**Written request:**
Please copy the items below from the line that contains "Task: indicate one point on every instance of the silver" through the last item, requests included, and add 95 to every number in the coordinate answers. Reproduce only those lines.

**Excerpted records:**
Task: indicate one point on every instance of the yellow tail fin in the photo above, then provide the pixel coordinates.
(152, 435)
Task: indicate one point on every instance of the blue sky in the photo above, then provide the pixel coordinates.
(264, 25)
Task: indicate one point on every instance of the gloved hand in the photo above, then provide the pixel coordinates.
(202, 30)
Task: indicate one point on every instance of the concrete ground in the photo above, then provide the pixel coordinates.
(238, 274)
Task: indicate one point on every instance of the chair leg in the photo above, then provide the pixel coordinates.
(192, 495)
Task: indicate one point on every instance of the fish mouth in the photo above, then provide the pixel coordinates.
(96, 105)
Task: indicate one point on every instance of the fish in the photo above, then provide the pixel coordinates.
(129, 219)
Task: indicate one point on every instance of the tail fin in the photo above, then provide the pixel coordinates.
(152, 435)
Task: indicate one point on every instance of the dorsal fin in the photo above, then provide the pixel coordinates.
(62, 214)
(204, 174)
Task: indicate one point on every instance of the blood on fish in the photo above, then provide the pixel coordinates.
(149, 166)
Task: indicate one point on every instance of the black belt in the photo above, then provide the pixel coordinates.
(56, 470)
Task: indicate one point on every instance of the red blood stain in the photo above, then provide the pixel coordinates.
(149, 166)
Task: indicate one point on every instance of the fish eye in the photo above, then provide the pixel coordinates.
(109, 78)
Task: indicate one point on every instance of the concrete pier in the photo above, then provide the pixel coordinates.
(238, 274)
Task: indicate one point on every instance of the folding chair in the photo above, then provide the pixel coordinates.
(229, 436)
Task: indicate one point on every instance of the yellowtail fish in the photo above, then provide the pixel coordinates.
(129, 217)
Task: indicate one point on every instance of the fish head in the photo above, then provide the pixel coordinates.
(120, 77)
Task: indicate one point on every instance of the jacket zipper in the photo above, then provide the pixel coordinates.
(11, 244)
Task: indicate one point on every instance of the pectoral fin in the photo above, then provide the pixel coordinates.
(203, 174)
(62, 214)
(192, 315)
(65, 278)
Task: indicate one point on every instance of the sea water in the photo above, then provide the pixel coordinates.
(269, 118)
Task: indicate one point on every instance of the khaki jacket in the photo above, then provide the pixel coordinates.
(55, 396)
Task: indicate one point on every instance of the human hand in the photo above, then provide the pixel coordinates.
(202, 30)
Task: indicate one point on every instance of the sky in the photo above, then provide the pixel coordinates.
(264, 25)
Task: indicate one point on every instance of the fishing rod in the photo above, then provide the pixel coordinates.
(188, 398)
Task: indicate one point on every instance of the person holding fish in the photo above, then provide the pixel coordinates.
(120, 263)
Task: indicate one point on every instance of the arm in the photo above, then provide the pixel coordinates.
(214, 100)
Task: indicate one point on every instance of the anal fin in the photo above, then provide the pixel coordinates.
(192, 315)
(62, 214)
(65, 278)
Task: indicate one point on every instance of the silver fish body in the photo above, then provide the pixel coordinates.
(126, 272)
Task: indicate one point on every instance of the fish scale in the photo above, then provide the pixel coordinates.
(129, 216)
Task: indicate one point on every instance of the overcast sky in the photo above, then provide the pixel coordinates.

**Solution for this task:**
Task: indicate one point on every instance of the silver fish body in the photo above, then provide the pixel coordinates.
(221, 367)
Task: indicate one point on every instance of the fish scale in the photo above, then provide the pixel coordinates.
(224, 311)
Task: indicate one point on every instance of the overcast sky in the photo above, then provide the pixel coordinates.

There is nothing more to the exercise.